● Check your understanding
• A. Decide whether each statement agrees with the blog post about parenting and emergency medicine: (i) the eldest child carries the youngest into the bedroom, (ii) Peita asks what time the writer will be home from work, and (iii) the writer is studying to sit Fellowship exams. For each one, answer yes or no and quote the exact words from the post that decide it.
• B. Translate this sentence from the blog post about parenting and emergency medicine into Spanish: "Busy rosters, out of hours and on-calls made for an interesting accruement of skills and experience."
• C. Pick up the blog post about parenting and emergency medicine after its final sentence and continue writing it.

● Passage provided
Many of us here at WRaPEM understand firsthand the juggle that comes with being both a doctor and a parent. In the following blog posts, two doctors share their stories of how they successfully combine parenting and emergency medicine, and how their perspectives about their work changed after becoming a parent.
And learning to work smarter to achieve training success
By Sanjay Valand
With a bang and flurry of movement, our bedroom door is flung wide open at dawn. Three of my children enter – the second youngest is the first to run in and jump on our bed. A collection of hugs, requests for breakfast and ‘Did you came from work Daddy?’ are my wake-up alarm. Our eldest, carries in our youngest, who although cute in her sleep sack, requires a nappy change. The fourth then follows in with an iPad-related problem. It is then that my wife Peita and I discuss our day ahead and perform a ‘rock, paper, scissors’ about immediate domestic jobs. Invariably, it is Peita who carries the house, the kids and my fatigue. I am studying to sit my Fellowship exams.
Perhaps with a look of envy coupled with annoyance at my (late) arrival into the kitchen, she asks what time I will be home. Not from work, but from my study session after work. By that point, learning the ropes in Emergency Medicine and Critical Care had been ‘as good as it gets’. Busy rosters, out of hours and on-calls made for an interesting accruement of skills and experience. You revelled in the fact that you could draw blood from stone, throw in an arterial line from the end of the bed and reduce a Colles’ perfectly.

● Data section

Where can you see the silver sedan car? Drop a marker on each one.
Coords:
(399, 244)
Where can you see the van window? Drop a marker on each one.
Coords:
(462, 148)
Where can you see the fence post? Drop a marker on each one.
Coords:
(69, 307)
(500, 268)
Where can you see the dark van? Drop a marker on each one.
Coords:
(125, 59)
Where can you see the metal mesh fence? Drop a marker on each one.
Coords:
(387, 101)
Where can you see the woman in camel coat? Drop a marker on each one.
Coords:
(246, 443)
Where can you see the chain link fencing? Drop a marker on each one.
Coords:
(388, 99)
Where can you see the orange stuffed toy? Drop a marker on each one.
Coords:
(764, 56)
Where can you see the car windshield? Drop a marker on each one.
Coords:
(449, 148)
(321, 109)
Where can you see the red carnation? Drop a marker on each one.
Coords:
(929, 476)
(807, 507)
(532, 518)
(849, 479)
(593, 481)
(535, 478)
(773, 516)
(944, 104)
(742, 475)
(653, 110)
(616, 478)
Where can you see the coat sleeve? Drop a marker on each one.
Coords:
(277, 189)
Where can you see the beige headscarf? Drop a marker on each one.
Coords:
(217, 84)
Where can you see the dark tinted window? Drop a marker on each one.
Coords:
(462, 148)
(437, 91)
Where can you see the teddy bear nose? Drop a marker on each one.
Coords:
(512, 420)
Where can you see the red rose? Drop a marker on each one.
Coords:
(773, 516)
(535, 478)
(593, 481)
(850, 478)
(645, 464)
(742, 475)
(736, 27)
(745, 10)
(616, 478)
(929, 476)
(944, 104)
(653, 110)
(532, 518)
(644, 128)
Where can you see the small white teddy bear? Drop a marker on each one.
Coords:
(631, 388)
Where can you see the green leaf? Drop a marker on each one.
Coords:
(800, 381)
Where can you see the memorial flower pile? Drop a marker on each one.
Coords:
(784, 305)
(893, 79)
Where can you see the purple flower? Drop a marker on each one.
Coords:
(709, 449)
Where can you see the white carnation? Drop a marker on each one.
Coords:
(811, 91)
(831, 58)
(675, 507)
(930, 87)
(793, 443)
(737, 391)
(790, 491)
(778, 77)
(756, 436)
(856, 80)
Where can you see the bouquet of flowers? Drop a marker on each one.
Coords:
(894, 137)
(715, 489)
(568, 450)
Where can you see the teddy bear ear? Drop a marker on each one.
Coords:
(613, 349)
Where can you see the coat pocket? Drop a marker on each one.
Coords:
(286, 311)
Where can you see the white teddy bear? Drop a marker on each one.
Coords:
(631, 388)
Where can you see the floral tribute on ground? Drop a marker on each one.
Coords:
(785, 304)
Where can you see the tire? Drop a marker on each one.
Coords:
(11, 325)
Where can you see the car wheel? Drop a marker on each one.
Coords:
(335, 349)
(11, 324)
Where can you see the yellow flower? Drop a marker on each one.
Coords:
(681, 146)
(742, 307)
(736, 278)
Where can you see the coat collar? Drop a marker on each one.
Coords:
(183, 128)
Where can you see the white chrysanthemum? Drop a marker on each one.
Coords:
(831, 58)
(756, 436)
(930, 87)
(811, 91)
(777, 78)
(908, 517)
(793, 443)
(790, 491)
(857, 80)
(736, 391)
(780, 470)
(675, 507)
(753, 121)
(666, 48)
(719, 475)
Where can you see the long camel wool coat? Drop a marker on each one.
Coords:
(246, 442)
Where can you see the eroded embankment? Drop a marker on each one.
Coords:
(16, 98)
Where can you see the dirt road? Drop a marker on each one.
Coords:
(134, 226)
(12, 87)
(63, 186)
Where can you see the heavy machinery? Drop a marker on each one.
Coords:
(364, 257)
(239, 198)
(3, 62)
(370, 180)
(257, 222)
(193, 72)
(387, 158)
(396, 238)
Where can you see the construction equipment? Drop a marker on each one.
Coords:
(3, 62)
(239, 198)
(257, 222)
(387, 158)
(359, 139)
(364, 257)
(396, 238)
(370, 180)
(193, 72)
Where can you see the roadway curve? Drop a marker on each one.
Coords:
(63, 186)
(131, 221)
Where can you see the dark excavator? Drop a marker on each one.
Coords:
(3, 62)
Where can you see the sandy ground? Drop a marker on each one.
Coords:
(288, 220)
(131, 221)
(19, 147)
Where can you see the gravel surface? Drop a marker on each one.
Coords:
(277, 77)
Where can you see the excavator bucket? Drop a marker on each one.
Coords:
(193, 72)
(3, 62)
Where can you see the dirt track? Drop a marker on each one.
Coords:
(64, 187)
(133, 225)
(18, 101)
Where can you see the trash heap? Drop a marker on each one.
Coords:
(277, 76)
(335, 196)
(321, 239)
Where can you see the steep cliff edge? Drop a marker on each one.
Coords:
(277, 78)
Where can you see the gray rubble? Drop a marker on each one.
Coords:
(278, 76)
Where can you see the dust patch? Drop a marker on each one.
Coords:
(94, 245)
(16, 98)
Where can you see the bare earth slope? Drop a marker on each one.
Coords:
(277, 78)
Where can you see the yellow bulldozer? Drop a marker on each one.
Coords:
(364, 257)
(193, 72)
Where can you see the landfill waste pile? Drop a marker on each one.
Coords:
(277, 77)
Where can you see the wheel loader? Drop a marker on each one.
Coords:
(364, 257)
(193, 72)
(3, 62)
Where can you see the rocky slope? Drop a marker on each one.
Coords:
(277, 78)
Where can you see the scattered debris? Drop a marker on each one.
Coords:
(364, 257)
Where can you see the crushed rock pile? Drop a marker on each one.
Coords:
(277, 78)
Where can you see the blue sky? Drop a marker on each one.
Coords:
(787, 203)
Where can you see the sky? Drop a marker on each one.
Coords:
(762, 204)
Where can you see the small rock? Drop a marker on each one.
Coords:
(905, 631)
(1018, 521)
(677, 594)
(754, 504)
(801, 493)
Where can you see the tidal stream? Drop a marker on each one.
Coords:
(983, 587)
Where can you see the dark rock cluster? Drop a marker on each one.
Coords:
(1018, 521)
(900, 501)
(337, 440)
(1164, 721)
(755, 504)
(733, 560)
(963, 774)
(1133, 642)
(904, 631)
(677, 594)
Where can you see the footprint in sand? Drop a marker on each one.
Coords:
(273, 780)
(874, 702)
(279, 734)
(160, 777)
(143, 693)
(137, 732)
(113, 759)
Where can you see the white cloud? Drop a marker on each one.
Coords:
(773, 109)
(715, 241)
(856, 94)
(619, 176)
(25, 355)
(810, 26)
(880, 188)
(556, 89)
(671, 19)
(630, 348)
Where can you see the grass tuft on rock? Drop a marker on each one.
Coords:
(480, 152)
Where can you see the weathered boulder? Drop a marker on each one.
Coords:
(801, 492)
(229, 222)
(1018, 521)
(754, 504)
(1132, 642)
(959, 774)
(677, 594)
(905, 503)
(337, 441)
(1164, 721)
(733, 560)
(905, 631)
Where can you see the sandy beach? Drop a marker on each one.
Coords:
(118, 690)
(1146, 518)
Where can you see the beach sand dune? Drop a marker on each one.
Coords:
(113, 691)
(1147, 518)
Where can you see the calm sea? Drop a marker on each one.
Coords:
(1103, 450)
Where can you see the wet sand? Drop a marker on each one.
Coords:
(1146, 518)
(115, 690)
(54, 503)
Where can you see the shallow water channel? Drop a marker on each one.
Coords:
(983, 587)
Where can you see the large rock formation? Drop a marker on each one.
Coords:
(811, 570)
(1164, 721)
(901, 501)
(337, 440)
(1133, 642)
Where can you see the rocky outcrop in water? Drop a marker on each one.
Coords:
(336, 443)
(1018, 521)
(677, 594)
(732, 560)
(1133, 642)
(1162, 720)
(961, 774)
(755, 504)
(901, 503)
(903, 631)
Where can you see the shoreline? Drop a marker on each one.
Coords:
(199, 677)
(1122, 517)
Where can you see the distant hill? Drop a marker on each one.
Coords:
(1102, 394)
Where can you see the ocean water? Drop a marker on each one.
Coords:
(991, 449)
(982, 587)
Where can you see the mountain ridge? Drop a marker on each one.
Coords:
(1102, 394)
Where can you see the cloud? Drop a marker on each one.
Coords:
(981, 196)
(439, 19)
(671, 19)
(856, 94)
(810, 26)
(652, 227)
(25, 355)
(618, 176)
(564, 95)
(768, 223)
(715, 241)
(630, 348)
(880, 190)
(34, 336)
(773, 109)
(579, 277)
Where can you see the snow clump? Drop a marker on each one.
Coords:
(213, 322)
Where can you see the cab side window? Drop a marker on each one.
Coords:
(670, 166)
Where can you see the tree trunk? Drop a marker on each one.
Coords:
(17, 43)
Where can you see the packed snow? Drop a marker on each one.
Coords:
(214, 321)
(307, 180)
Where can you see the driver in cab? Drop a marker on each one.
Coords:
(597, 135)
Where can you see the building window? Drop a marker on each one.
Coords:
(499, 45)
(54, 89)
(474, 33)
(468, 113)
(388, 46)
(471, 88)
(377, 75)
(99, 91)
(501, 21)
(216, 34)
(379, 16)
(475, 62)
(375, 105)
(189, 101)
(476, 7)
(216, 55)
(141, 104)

● Answers by task
• A.
(i) Yes: "Our eldest, carries in our youngest"
(ii) No: "Not from work, but from my study session after work."
(iii) Yes: "I am studying to sit my Fellowship exams."

• B. Los turnos intensos, el trabajo fuera de horario y las guardias dieron lugar a una interesante acumulación de habilidades y experiencia.

• C.
In a blended family, the following were commonplace: missed family events, school plays and even birthdays, all in the name of the ‘Registrar roster’ and those WBAs. Planning ahead and requesting shifts around the rest of your life had limits. Which of your colleagues would want your weekend or night? It was tough hearing ‘yes but you’re never around’ from step-children, parents and your spouse. Yet, you persevered and got to that mystic last year in Advanced Training. Although feeling like I was nearing the top of Mt Everest, it was ‘early days’ at home: currently my children are young – infants.
Shifts seemed to swallow time; amongst a row of lates or nights it was difficult to allocate time to study amidst the labour-intensive bath, dinner and bed times. I felt overwhelmed and entitled to relax kid-free; Peita felt overworked and undervalued. Luckily, Peita was still on extended maternity leave, but this wouldn’t last indefinitely and I knew it.
My various identities – and the demands that came with each – collided at every turn. Just when things threatened to overwhelm me, an opportunity for relief came my way.
I was ushered towards a rotation at the private ED linked to my main contract, which seemed to eliminate the stress and fatigue often encountered at a busy tertiary ED. The private ED was very different. As part of a fee-for-service team of doctors, I became the ‘relief’ doctor. When shifts were busy, I’d muck in and help. At other times, I could study and make use of the local resources, whilst doing ward calls and cannulas as required.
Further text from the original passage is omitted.